Rewrite the material from the line containing "the bird in" through the line containing "[(452, 381), (152, 53), (97, 20), (531, 454), (344, 197)]" as a numbered list, skipping blank lines. Include only those lines.

> [Extracted material]:
________________________

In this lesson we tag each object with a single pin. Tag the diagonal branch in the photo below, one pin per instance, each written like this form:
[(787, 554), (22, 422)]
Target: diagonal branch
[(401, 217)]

________________________

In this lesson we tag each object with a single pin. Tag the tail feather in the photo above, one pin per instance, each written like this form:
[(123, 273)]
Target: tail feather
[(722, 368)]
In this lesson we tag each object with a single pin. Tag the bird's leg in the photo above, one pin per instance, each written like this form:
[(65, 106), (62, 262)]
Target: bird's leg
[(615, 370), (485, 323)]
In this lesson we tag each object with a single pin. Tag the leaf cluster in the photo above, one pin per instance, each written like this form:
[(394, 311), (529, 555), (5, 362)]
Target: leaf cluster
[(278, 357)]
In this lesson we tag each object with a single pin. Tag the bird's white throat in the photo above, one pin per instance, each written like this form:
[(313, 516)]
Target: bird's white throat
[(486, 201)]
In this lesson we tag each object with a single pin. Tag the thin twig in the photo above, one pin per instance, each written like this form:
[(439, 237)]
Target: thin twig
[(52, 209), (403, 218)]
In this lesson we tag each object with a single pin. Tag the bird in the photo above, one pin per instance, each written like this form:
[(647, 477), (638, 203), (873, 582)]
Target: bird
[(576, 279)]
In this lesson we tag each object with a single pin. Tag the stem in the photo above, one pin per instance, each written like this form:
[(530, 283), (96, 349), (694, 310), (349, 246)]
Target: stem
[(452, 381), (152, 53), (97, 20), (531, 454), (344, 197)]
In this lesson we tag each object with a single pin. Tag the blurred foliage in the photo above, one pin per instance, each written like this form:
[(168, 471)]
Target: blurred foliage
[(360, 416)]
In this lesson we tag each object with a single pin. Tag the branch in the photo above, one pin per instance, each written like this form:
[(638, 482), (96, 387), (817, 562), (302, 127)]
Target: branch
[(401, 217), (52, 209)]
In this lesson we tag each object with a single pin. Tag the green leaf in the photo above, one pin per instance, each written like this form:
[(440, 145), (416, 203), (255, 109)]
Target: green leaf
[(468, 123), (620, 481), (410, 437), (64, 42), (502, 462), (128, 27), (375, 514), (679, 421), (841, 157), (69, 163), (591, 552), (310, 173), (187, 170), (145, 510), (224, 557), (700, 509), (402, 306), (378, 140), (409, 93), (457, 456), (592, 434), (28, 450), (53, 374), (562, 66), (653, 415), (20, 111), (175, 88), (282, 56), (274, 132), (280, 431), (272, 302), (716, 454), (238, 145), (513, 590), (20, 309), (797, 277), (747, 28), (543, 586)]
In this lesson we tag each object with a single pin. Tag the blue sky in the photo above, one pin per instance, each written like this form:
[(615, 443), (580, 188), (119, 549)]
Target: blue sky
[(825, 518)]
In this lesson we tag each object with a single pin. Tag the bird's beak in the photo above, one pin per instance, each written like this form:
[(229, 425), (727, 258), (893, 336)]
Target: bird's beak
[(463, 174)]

________________________

> [Answer for the task]:
1. In this lesson we tag each object with a single pin. Tag the bird in the photo above, one pin per instance, each written like this form:
2. [(647, 477), (638, 203), (873, 582)]
3. Target: bird
4. [(576, 279)]
5. In this lesson we tag each object with a single pin. Tag the stem in the photo above, one pin per instance, each written like this form:
6. [(530, 283), (96, 349), (694, 310), (349, 246)]
7. Target: stem
8. [(452, 381), (152, 53), (97, 20), (531, 454), (344, 197)]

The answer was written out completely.